- Na świecie służby specjalne zatrzymują zamachowców głównie po realizacji. W Polsce nasze służby specjalne zrobiły to wcześniej, zrobiły to z wyprzedzeniem, nie dopuszczając do niebezpiecznego zdarzenia. I chwała za to służbom - powiedział o sprawie Brunona K. Artur Wrona, szef Prokuratury Apelacyjnej w Krakowie.

 

Chociaż samozachwyt nie jest dobrym towarzyszem pracy służb, przedstawiciele Agencji Bezpieczeństwa Wewnętrznego odtrąbili kolejny sukces. W opinii ekspertów dosyć wątpliwy. - Kawał roboty wykonała policja, natomiast Agencja przejęła sprawę i zrobiła z tego operację specjalną, mającą na celu spreparowanie pewnych zachowań przestępczych, aby odtrąbić sukces – mówi nadkom. Dariusz Loranty, wieloletni pracownik Wydziału ds. Terroru Kryminalnego i Zabójstw Komendy Stołecznej Policji.

Spis wierszy =
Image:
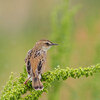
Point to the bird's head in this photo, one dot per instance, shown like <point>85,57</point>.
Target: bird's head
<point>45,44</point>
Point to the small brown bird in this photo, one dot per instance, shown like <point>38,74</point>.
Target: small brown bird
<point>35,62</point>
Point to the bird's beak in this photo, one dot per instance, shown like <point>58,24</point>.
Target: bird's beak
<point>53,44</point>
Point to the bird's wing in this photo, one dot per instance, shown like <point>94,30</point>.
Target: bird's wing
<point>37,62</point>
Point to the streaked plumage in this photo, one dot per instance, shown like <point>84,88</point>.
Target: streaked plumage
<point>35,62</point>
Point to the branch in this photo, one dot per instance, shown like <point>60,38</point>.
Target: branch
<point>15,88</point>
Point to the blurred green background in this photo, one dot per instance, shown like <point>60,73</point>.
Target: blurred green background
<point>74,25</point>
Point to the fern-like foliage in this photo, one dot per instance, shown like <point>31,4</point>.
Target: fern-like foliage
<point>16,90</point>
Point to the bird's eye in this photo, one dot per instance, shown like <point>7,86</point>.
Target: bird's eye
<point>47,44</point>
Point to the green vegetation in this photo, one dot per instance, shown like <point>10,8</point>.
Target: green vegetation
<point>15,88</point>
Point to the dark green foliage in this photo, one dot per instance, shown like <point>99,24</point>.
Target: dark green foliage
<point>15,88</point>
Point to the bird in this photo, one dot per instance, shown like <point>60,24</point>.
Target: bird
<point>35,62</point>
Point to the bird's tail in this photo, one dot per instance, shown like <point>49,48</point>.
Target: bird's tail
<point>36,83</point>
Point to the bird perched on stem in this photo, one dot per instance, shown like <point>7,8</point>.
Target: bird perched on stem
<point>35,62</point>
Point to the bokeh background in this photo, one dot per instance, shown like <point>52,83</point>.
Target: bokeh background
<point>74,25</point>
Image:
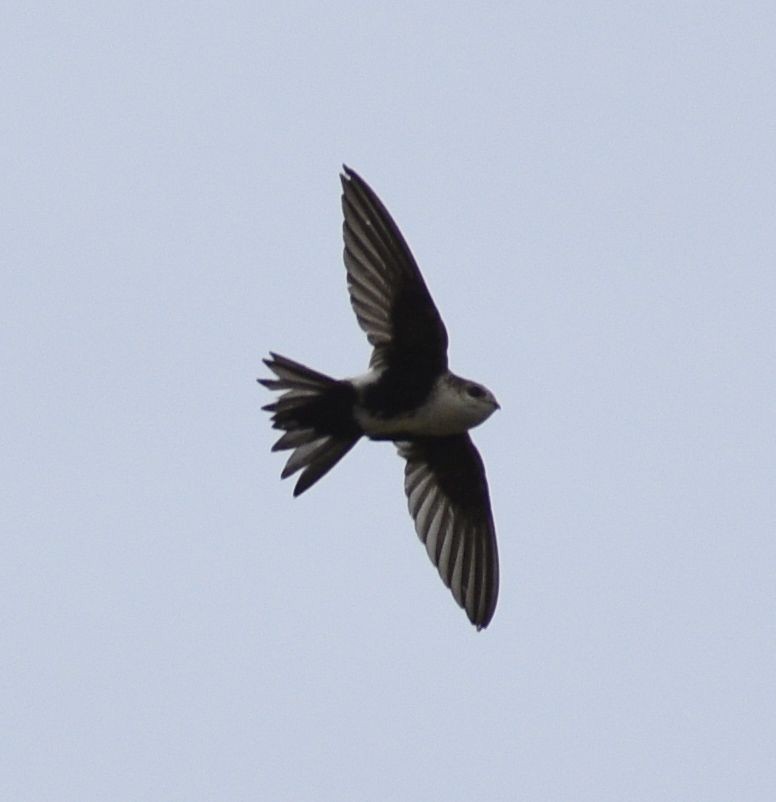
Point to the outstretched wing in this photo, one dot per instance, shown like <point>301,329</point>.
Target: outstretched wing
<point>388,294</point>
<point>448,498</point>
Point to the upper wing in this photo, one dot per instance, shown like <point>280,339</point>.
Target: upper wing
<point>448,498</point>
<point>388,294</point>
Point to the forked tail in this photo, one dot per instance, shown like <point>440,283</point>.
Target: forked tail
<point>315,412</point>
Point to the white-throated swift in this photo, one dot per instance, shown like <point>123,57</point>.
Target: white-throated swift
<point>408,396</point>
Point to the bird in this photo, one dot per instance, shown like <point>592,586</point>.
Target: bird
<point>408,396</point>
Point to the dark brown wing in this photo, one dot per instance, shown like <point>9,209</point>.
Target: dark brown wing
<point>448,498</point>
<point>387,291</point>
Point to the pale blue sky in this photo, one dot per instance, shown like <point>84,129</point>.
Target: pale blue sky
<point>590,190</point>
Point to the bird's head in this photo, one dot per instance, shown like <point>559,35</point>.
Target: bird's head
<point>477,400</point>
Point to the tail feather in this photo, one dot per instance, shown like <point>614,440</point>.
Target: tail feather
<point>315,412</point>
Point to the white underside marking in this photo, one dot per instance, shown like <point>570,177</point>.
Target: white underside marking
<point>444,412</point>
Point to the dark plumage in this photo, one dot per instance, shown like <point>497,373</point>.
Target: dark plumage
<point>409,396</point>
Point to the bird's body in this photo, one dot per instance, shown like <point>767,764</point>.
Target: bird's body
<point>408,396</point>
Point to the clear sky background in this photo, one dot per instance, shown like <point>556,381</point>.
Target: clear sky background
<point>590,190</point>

Zadanie do wykonania = Za co według tekstu o sprawie Brunona K. szef Prokuratury Apelacyjnej w Krakowie chwali polskie służby specjalne? Odpowiedz w jednym do trzech zdań. Wiersze pochodzą z innego źródła niż tekst.

Wynik ćwiczenia = Artur Wrona chwali je za to, że zatrzymały zamachowca z wyprzedzeniem i nie dopuściły do niebezpiecznego zdarzenia. Zaznacza, że na świecie służby specjalne zatrzymują zamachowców głównie dopiero po realizacji.